Pointing dataset records:
** Start **
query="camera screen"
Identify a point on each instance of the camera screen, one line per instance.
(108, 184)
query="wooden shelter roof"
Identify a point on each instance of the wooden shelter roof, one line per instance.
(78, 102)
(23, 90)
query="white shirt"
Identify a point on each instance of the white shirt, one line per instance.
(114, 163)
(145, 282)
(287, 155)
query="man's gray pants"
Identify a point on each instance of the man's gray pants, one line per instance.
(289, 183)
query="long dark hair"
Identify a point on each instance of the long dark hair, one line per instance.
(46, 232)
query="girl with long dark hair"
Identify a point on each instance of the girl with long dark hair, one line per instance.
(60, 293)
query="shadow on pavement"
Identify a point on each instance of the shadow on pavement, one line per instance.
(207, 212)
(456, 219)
** End **
Task description
Count how many lines in the records above contain the string "shirt" with case taken into account, and reply with only that number.

Output for this task
2